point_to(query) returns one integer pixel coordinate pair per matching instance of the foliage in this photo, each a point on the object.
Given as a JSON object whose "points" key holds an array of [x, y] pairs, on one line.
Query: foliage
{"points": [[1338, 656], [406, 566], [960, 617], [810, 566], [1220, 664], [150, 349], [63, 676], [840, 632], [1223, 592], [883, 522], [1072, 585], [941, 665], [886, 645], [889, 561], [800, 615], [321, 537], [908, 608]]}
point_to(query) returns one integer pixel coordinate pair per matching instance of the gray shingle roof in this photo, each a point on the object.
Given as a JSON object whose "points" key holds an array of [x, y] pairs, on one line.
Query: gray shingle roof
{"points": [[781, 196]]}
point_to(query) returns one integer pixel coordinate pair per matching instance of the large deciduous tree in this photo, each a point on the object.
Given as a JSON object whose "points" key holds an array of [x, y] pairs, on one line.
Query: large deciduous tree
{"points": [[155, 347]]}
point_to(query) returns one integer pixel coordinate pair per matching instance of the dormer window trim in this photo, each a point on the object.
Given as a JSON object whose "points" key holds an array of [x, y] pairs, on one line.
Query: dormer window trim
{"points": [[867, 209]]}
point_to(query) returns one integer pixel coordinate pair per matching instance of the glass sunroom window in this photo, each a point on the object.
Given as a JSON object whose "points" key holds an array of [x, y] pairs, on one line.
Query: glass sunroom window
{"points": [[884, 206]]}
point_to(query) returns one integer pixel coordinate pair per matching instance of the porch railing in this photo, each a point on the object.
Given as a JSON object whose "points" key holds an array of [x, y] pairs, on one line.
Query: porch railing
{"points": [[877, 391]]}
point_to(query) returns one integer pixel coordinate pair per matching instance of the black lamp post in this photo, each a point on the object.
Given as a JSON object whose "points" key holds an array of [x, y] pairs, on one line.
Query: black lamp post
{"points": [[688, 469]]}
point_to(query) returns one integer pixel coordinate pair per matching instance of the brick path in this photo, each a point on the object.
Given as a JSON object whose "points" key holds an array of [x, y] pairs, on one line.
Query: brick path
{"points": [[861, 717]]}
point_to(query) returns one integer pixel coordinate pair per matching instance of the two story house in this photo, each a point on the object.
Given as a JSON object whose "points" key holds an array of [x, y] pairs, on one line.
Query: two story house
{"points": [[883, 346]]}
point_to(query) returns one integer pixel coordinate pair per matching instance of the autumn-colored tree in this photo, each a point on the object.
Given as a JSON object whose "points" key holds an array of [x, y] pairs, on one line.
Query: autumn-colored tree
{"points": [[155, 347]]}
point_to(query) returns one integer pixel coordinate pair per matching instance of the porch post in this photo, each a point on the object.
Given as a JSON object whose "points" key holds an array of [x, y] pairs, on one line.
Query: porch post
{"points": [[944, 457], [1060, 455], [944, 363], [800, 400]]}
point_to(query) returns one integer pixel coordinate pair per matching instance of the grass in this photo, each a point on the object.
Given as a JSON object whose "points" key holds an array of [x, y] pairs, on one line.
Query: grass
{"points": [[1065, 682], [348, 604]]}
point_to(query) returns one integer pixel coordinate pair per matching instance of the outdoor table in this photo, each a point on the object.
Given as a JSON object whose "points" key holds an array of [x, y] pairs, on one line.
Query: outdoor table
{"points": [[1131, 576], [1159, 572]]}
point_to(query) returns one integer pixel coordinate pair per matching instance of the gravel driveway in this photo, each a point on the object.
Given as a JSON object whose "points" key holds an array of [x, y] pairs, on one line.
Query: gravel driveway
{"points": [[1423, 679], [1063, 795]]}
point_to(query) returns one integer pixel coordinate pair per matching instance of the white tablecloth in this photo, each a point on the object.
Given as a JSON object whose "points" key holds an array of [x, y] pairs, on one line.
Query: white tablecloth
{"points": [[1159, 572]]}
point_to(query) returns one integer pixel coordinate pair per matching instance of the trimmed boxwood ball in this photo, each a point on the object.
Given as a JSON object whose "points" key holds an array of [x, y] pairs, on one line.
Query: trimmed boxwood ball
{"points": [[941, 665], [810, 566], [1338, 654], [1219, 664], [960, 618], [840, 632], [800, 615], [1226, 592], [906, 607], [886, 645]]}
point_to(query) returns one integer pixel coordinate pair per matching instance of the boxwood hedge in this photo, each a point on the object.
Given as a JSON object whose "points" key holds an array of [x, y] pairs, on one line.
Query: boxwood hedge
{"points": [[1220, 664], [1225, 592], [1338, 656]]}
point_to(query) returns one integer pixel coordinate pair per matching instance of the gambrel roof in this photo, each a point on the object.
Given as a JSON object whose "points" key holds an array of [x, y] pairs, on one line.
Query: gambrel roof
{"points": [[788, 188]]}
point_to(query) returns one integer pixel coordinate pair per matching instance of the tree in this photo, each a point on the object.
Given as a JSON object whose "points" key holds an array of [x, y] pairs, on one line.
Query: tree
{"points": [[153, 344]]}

----------------

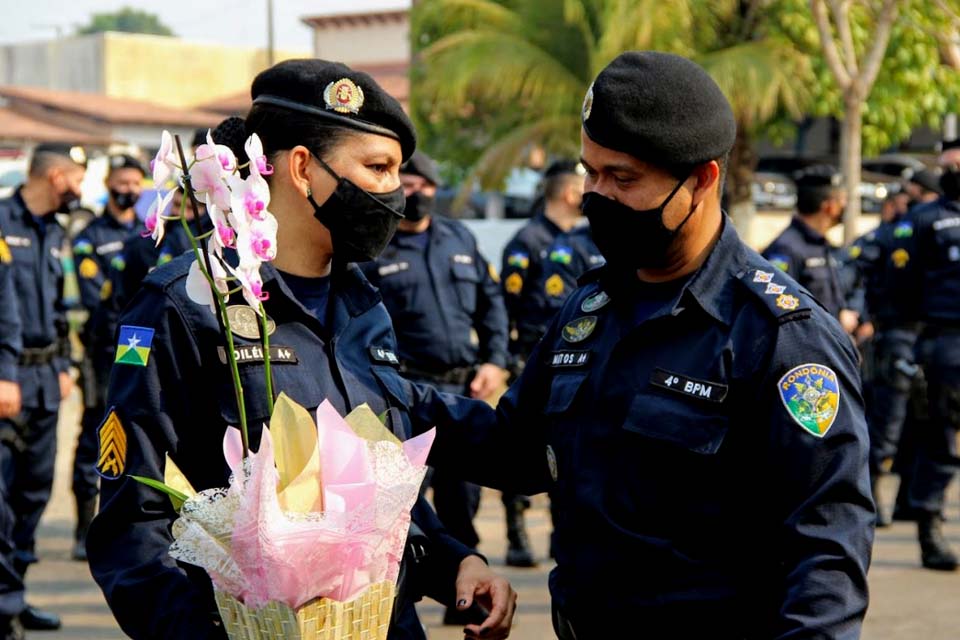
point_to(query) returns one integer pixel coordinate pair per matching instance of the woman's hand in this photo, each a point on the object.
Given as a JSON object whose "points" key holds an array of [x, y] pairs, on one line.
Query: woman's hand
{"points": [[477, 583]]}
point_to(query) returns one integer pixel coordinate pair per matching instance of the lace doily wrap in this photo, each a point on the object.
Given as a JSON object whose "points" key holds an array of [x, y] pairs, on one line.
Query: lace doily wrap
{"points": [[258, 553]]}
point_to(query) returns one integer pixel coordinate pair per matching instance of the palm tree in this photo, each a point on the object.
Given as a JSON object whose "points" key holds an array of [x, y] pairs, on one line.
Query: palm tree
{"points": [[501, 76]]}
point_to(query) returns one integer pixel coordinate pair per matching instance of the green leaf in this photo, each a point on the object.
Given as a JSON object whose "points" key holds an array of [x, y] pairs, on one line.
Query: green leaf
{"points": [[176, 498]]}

----------------

Work required:
Would you please copy, word for word, everything above from the line containing "Query: foliage" down to the line containing "of the black", those two lines included?

Answer to this task:
Query: foliage
{"points": [[1338, 656], [406, 566], [960, 617], [810, 566], [1220, 664], [150, 349], [63, 676], [840, 632], [1223, 592], [883, 522], [1072, 585], [941, 665], [886, 645], [889, 561], [800, 615], [321, 537], [908, 608]]}
point_to(query) returns one integer pixel coordinate pair per matching instance of the gray shingle roof in this photo, each a point on the object.
Given as a JSON object whose "points" key holds an array of [x, y] pairs, on one line.
Query: gray shingle roof
{"points": [[781, 196]]}
point_to(query) returns one integer pixel coordinate pair per matching instance of the large deciduous tree in this photo, each a point on the object.
Given as a JSON object whose "points" key holds an array of [x, y] pairs, on one line.
Query: large deciduous tree
{"points": [[155, 347]]}
point_to(query) returns one integer pixel coordinate pair per matching instance of the dormer window trim in this photo, each a point on the object.
Given as a JSON object whose "points" key holds an array of [x, y] pairs, on one line.
Query: dormer window trim
{"points": [[867, 209]]}
point_to(query) returns one integer pixel coordinate pair per matching instance of the glass sunroom window in this photo, each a point on the object.
Given as a JSON object whose "points" key holds an array of [x, y] pairs, on one line.
Query: glass sunroom window
{"points": [[884, 206]]}
point_to(query) returns one integer pixel coordinate pair per matching instance of the porch railing in this photo, each a point on the object.
Given as a JSON object whose "points" key holds an array of [x, y] pairs, on one line.
Query: porch railing
{"points": [[877, 391]]}
point_to(query) returns one integer pixel coordinate pair per matching instance of the black lamp post in this photo, each a point on the object.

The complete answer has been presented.